Text block =>

_____

William son of William son of William was born 1852/3 and was given a second name, to 'keep alive' his mother's maiden name, Carson. On 31st December 1873 he married Rachel in the Greenock Free Church Manse in Ratho Street, after banns had been called according to the custom of the Free Church of Scotland. His address was of course that of his parents, 12 Terrace Road. This was also Rachel's address, though she only hailed from the next town along the coast, Port Glasgow. However, her parents were both deceased so maybe she had been lodging with the McIlhaggas. It looks as if William's young sister Agnes, aged only thirteen, was his witness at the marriage, though admittedly it might have been his Aunt Nancy who was using her 'proper' name. In either case, she 'made her mark'. William, a Sugar-House Labourer like his father, was 21; Rachel, who was a Steam Loom Weaver in a Flaxmill, was 19. By 1881 they were living with their first two children, William and Matilda, at 108 Drumfrocher Road, Greenock. Later in life he got the better job of Donkey Engine Driver. He died in 1932 aged 80, one imagines after some years in retirement. By 1891 the family had moved to 130 Maclean Street, Plantation (Govan), the five children then being William (of course!), Matilda, James, Elizabeth and Martha. The three others are clearly elsewhere on Census night, Andrew, Rachel and Thomas. Let us meet each of the eight in turn.

William son of William son of William son of William (!) was born on 4th June 1875. When he was only eighteen, as the eldest son, he had registered his mother's death in 1893. In 1891 he is on the Census as an apprentice to a sail maker. He may be the William McIlhago at Hurlford, Ayr, in the 1901 Census. He was boarding there and is listed as a Labourer. He may have been on the Ayrshire coast in order to work at his trade of sail-making, though his birth place of 'Ireland' may be against this identification. He is however the only clan William in Scotland in 1901 with the 'right' birth year. Matilda (b. 1877) moved by 1891 to 'Plantation' (Govan) from where, on 31st December 1898 she married Alan Woods McLellan, a Blacksmith, in St. Margaret's Hall, according to the rites of The Free Church of Scotland. She died in 1938 in Tradeston aged 61. Andrew (1879) who was given as second name his mother's maiden name, McLelland, sadly died as a two-year-old on 13th February 1881.

_____

Data for processing =>

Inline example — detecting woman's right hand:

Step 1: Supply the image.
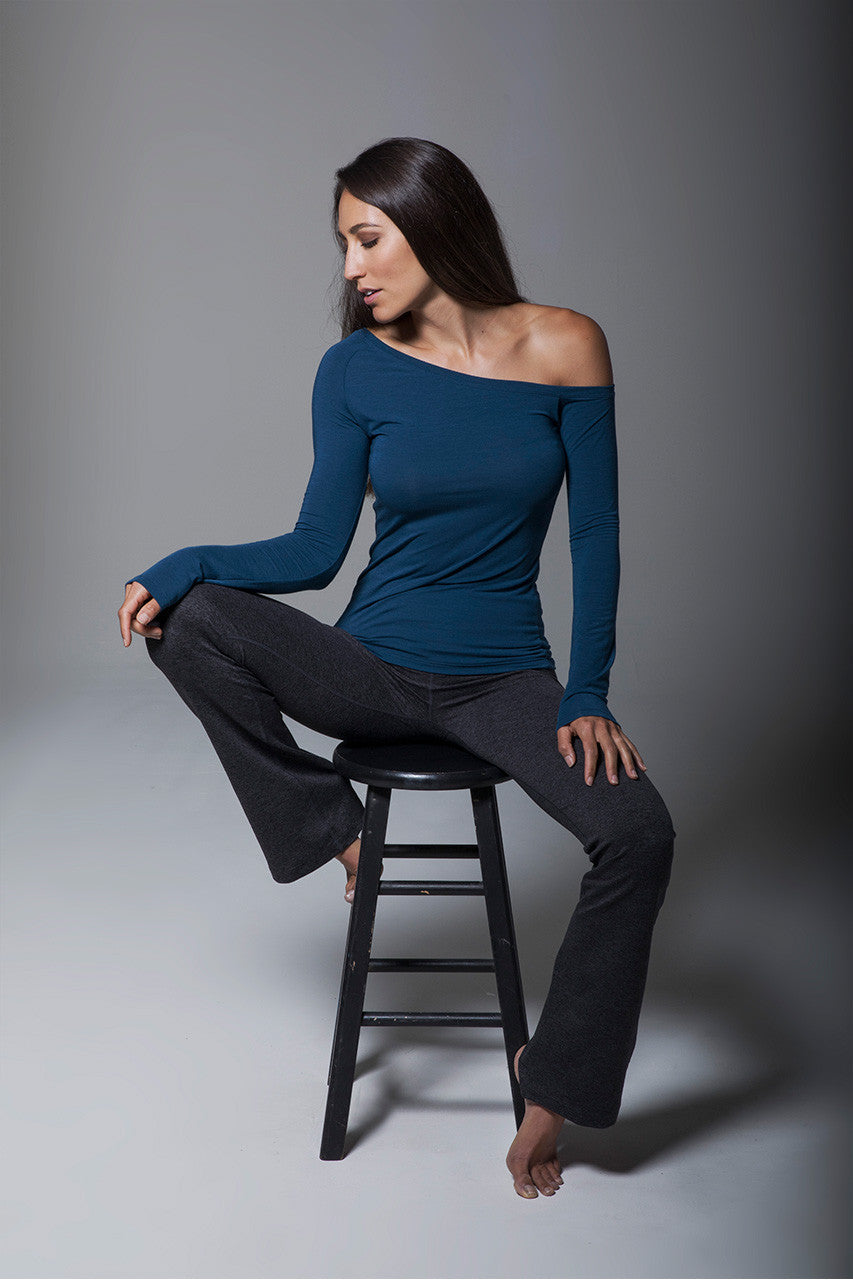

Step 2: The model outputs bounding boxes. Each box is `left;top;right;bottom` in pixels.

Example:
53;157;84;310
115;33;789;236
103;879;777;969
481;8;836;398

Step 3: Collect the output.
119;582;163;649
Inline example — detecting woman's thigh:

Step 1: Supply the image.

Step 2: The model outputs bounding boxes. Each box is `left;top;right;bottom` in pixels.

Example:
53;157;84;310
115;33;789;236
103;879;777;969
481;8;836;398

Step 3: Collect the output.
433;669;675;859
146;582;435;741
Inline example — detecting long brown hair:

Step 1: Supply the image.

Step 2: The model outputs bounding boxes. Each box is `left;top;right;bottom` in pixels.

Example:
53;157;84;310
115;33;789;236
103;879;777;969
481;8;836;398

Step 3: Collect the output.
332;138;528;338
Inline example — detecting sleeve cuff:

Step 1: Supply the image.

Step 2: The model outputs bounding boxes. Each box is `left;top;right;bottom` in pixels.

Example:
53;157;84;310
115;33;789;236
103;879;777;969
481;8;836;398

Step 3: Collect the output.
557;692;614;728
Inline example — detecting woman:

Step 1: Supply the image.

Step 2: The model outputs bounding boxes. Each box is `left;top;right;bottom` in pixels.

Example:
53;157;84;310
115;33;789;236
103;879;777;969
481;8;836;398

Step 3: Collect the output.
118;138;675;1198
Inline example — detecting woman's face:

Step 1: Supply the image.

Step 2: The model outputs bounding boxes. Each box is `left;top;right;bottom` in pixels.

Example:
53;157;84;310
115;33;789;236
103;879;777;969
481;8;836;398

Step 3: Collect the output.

_____

Directions =>
[a] Pull out each line of the records that contains the string "woman", treating uppercase and lowercase as distinct.
[b] Take the family history passage further, picking up after its final sentence.

Answer set =>
[a]
Inline example — detecting woman's right hand:
Inline example — detecting woman's thigh:
Inline example — detecting woman:
Inline example — detecting woman's face:

[b]
James (born 19th August 1882) is probably the James McIlhaggie in the 1901 Census on board Prince George First Class Battleship in Gibralter Bay; aged 18, born Scotland, single, with an 'undefined' employment but listed as a member of the crew. There were 745 others in the vessel. On 30th October 1908 aged 27, as a Merchant Seaman, he married 26 year old Mary Young, daughter of John Young a shipwright, and Mary McNeilage, at 8 Bellahouston Terrace, according to the rites of the Church of Scotland. A year later they were to have a son, John Young, who became a Quay Labourer and who on 25th September 1931 married Margaret Smellie Allan at Union Church of Scotland, Maryhill, Glasgow. They had a daughter, Margaret Allan in 1934 who sadly died three years later of Whooping Cough and Broncho Pneumonia. Her father John Young McIlhagga died in 1940 aged 31. His father, James McIlhagga died in 1921 aged 38.

William and Rachel's fifth child was Rachel who also died as an infant (1884). Next came Elizabeth (1886) who lived in Govan until she died in 1951, aged 65. Martha was born in 1888, about whom we have no more information at present. Finally Thomas Norris was born on 6th December 1891. The long line of first sons, all William, had come to an end. Thomas was the survivor of this large family, but his story must wait until another blog.

Thursday, 26 November 2009

Sugar-refining in Greenock

Berryyards Sugar Refinary, Greenock
shown with permission of
The McLean Museum and Art Gallery, Inverclyde Council.

Progenitor William McIlhagga of Ballycloughan was a weaver and a smallholder - he called himself a farmer. He and Agnes must have married about 1828 and have had their first child, a boy they also called William, about 1830. We have already established (see blog for 15th August, 'A Problem solved?') the he was the William McElhagga aged 20 named in the 2% sample of the 1851 Census of the townland of Craigs. He worked for Blacksmith Brown as a servant-weaver, along with Brown's own son. Later that very year, on 14th July he married Elizabeth Carson from Gortfadd, a townland in the village of Portglenone, 8.5 miles west of Ballymena. She was the daughter of farmer James Carson and Matilda McEwan. They married at Portglenone Second Presbyterian Church. William had attained his 'majority' between the census and the wedding for he is recorded as 'full age' in July; however, as we know from later records, Elizabeth was six years older than him, so was about twenty-six at their marriage.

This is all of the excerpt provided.